Convert every line of the records below into a JSON list of strings, one string per line, dropping blank lines and leaving the pictures out.
□ □ □
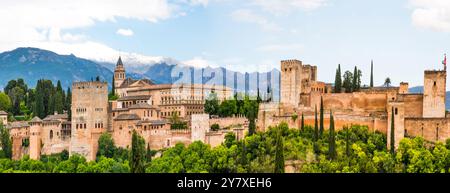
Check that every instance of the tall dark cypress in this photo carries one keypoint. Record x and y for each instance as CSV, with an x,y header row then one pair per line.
x,y
316,127
69,104
338,80
371,74
392,148
355,80
113,90
303,123
279,152
347,142
321,117
332,140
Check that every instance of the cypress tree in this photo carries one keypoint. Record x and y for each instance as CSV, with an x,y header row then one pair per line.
x,y
149,153
316,129
279,152
113,90
321,117
371,74
5,141
137,154
347,141
338,80
332,140
302,123
392,133
69,104
355,79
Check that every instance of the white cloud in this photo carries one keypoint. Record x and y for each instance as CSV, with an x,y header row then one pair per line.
x,y
42,24
431,14
199,62
125,32
281,7
292,48
249,16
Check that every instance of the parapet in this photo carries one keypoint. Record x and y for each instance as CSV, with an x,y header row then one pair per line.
x,y
90,84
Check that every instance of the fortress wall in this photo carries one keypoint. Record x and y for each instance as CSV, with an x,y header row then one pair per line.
x,y
226,122
413,105
373,123
430,129
358,101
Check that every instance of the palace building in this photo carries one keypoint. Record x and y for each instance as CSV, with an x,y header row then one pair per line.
x,y
414,114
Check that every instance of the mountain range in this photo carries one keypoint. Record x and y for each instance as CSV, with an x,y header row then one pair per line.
x,y
33,64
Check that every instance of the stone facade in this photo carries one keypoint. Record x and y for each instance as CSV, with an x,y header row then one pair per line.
x,y
142,106
414,114
3,117
89,117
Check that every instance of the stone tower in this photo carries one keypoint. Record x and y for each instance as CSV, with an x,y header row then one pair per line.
x,y
119,73
434,94
89,117
291,82
35,138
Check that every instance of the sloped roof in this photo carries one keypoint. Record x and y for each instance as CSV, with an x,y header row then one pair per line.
x,y
127,117
141,106
36,120
139,97
129,81
55,117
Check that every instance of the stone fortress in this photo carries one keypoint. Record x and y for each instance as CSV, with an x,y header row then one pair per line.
x,y
142,106
147,108
414,114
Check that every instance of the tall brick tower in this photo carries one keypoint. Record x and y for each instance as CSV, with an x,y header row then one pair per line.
x,y
291,82
434,93
89,117
119,73
35,138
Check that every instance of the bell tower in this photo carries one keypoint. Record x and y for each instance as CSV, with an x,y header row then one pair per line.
x,y
119,73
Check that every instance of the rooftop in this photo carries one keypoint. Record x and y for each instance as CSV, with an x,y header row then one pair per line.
x,y
127,117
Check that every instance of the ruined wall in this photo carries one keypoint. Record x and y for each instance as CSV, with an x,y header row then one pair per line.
x,y
199,126
357,101
434,94
291,81
89,114
413,104
398,109
229,121
431,129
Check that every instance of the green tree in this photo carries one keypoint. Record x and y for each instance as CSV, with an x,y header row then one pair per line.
x,y
212,104
149,154
68,104
332,141
5,140
230,139
5,102
215,127
355,79
106,147
348,82
321,118
279,151
338,80
387,82
392,148
138,155
316,126
371,74
303,123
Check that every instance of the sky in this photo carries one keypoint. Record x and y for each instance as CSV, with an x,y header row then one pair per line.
x,y
402,37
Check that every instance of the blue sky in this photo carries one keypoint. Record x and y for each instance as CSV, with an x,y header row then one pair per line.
x,y
403,37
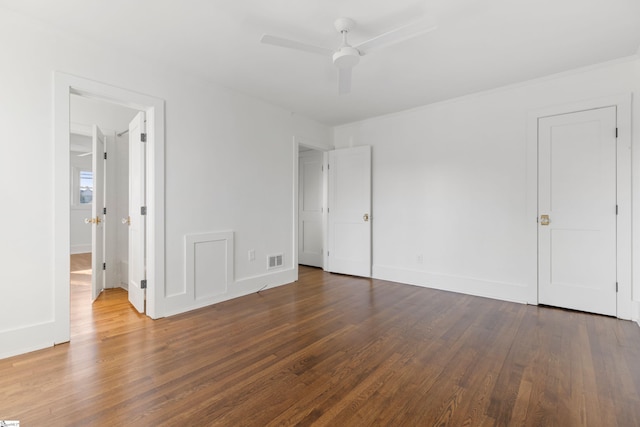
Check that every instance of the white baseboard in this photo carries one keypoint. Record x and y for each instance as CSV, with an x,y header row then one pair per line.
x,y
179,304
635,312
80,249
513,292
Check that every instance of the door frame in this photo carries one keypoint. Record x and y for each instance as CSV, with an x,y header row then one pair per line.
x,y
297,142
64,86
624,238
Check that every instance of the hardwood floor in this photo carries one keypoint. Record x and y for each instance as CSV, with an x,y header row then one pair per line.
x,y
333,350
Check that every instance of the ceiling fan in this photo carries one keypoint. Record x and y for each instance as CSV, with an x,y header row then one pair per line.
x,y
347,56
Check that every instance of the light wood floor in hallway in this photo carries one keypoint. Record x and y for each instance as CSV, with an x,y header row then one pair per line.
x,y
330,350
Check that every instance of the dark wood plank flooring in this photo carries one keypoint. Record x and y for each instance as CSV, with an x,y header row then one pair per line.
x,y
331,350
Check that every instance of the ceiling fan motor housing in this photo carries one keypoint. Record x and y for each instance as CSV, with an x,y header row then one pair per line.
x,y
346,57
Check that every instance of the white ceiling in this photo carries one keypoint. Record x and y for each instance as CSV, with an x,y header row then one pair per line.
x,y
479,44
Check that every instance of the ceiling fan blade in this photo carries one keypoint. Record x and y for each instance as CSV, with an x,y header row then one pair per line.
x,y
292,44
344,80
397,35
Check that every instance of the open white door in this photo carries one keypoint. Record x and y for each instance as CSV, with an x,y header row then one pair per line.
x,y
310,191
97,215
577,208
137,212
349,215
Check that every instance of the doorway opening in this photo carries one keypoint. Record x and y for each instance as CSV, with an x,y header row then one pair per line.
x,y
311,207
99,181
65,86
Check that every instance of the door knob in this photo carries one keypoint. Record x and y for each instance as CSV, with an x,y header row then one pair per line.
x,y
544,220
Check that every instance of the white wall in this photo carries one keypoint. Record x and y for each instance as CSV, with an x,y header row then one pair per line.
x,y
229,166
451,184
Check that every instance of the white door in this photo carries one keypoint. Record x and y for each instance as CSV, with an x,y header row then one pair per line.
x,y
97,216
349,215
577,211
137,220
310,208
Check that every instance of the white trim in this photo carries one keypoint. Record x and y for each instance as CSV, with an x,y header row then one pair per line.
x,y
64,85
624,181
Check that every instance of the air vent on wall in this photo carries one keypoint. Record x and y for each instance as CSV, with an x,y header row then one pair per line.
x,y
274,261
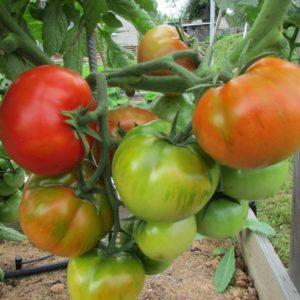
□ □ □
• _THE OUTPUT_
[
  "Check that every instance of the tall dark cypress in this photo carries one keypoint. Record x and y for each instance as CSV, with an x,y header row then one pair per line.",
  "x,y",
  "316,127",
  "69,104",
  "338,80",
  "371,74",
  "392,148",
  "355,80",
  "113,90",
  "303,123",
  "279,152",
  "347,142",
  "321,117",
  "332,140",
  "Check that every instance of the cypress tree in this photo carries one keypoint. Record x and y for each instance as CSV, with an x,y header row then one pair per line.",
  "x,y",
  "149,153",
  "316,129",
  "279,152",
  "113,90",
  "321,117",
  "371,74",
  "5,141",
  "137,154",
  "347,141",
  "338,80",
  "332,140",
  "302,123",
  "392,133",
  "69,104",
  "355,79",
  "Check that every instance of the white cloud in this photo carries one keypoint. Record x and y for each instance as CSV, with an x,y header row then one pair per line.",
  "x,y",
  "42,24",
  "431,14",
  "199,62",
  "125,32",
  "281,7",
  "292,48",
  "249,16",
  "Check that every instance of the parapet in this photo carries one keypoint. Record x and y for each instance as CSV, with an x,y header row then one pair per line.",
  "x,y",
  "90,84",
  "Check that every instance of the fortress wall in this photo carries one keypoint. Record x and y for each instance as CSV, with an x,y header row then one pair per line.",
  "x,y",
  "226,122",
  "413,105",
  "373,123",
  "430,129",
  "358,101",
  "Check that every instance of the palace building in this photo carries one keypoint. Record x and y for each instance as CSV, with an x,y header row then one pair per line.",
  "x,y",
  "414,114",
  "Check that every instance of the mountain range in this photo carries one keypoint. Record x and y for each instance as CSV, with an x,y header row then one pair per line.",
  "x,y",
  "33,64",
  "Check that every instance of the stone facade in this photo carries one keypoint. Record x and y for each instance as CSV, with an x,y header row then one pair per line.",
  "x,y",
  "142,106",
  "414,114",
  "3,117",
  "89,117",
  "Check that every instance of the stone tower in this photo carries one keypoint. Record x and y for each instance as CSV, with an x,y header row then one pair per line.",
  "x,y",
  "119,73",
  "434,94",
  "89,117",
  "291,82",
  "35,138",
  "Check that every instance of the sloped roof in this photo carries one keypoint. Record x and y for each instance as CSV, with an x,y header row then one pair per line.",
  "x,y",
  "127,117",
  "141,106",
  "36,120",
  "139,97",
  "129,81",
  "55,117",
  "Check that every instance of the stone fortress in this photo carries one keypoint. Record x and y for each instance as CSV, with an x,y header row then one pair per line.",
  "x,y",
  "142,106",
  "147,108",
  "414,114",
  "Check that every instance of the tall brick tower in this photo carries one keypoint. Record x and y for each instance as CSV, with an x,y header row then one pair per line.",
  "x,y",
  "291,82",
  "434,93",
  "89,117",
  "119,73",
  "35,138",
  "Check that every instance of the bell tower in this photo carries one keypoint. Record x and y for each instance as CSV, with an x,y header row then one pair per line.",
  "x,y",
  "119,73",
  "Check that every instance of the rooftop in this photo carries one keypoint. Record x and y for each instance as CSV, with an x,y header row then one pair per line.",
  "x,y",
  "127,117",
  "Check that every instance of the ruined wall in this photo carries one keypoint. Record x and y for each instance as CSV, with an x,y header row then one pair per line.",
  "x,y",
  "199,126",
  "357,101",
  "434,94",
  "291,81",
  "89,114",
  "413,104",
  "398,109",
  "229,121",
  "431,129",
  "Check that every instance of the green tree in this photo carries one keypoint. Record x and y for each instance as CSV, with an x,y header row then one pair per line.",
  "x,y",
  "212,104",
  "149,154",
  "68,104",
  "332,141",
  "5,140",
  "230,139",
  "5,102",
  "215,127",
  "355,79",
  "106,147",
  "348,82",
  "321,118",
  "279,151",
  "338,80",
  "387,82",
  "392,148",
  "138,155",
  "316,126",
  "371,74",
  "303,123",
  "Check that every instance of the sky in this photo carries one keypoint. Record x and y for each instance as CSV, with an x,y header row then one pair per line.",
  "x,y",
  "402,37",
  "Check that every instance of the blue sky in this photo carries one keypoint. Record x and y for each instance as CSV, with an x,y header row then one pair per line.",
  "x,y",
  "403,37",
  "Check that every instance of the white baseboard in this photo carries one keypoint. Record x and y for each instance as CSV, with an x,y header row then one pair per line.",
  "x,y",
  "179,304",
  "635,312",
  "80,249",
  "513,292",
  "Check that every instance of the door frame in this photo carries one keypoint. Record x and y for each instance as CSV, with an x,y header row then one pair per line.",
  "x,y",
  "297,142",
  "64,86",
  "624,238",
  "Check that every instance of the hardwood floor in this photo carries one keypoint. Record x and y for each instance as CSV, with an x,y header row then one pair per line.",
  "x,y",
  "333,350",
  "Check that every instance of the ceiling fan in this photo carries one keypoint. Record x and y for each instance as CSV, with an x,y header row then one pair per line.",
  "x,y",
  "347,56",
  "Check that every instance of the light wood floor in hallway in this photo carries one keypoint. Record x and y for each instance as CSV, with an x,y header row then one pair per line.",
  "x,y",
  "330,350",
  "Check that every instance of the dark wood plank flooring in this photo carries one keypoint. Record x and y for each instance as CSV, with an x,y header row then one pair per line.",
  "x,y",
  "331,350",
  "Check that every instance of the ceiling fan motor housing in this photo carries one keypoint. Record x and y for each instance as CSV, with an x,y header row then one pair per line.",
  "x,y",
  "346,57",
  "Check that every instance of the white ceiling in this photo carries one keypoint. Record x and y for each instance as CSV, with an x,y header row then one pair per line.",
  "x,y",
  "479,44",
  "Check that every instance of the ceiling fan blade in this photo carries one keypoint. Record x and y for each instance as CSV, with an x,y header row then one pair per line.",
  "x,y",
  "292,44",
  "344,80",
  "397,35",
  "Check that every instance of the open white door in this photo carries one keypoint. Record x and y for each instance as CSV, with an x,y header row then one pair per line.",
  "x,y",
  "310,191",
  "97,215",
  "577,208",
  "137,212",
  "349,215",
  "Check that every instance of the doorway opening in this photo carries one keypoint. Record x and y for each instance as CSV, with an x,y header row then one pair per line.",
  "x,y",
  "311,207",
  "99,181",
  "65,86",
  "Check that every instance of the door knob in this photo carries one keypoint. Record x and y for each instance as CSV, with an x,y header row then one pair per line.",
  "x,y",
  "544,220",
  "Check that every instance of the white wall in this photo carries one keypoint. Record x and y for each instance as CSV, with an x,y header row then one pair per line.",
  "x,y",
  "229,166",
  "451,184",
  "Check that every instance of the white door in this photo carries one keypoint. Record x and y for each instance as CSV, with an x,y header row then one pair per line.",
  "x,y",
  "97,216",
  "349,215",
  "577,211",
  "137,220",
  "310,208",
  "Check that every instance of the white trim in this photo carries one keypoint. Record x and y for each instance as CSV, with an x,y header row then one pair per line.",
  "x,y",
  "64,85",
  "624,181",
  "Check that every instance of the air vent on wall in this photo carries one keypoint. Record x and y for each instance as CSV, with an x,y header row then one pair per line.",
  "x,y",
  "274,261"
]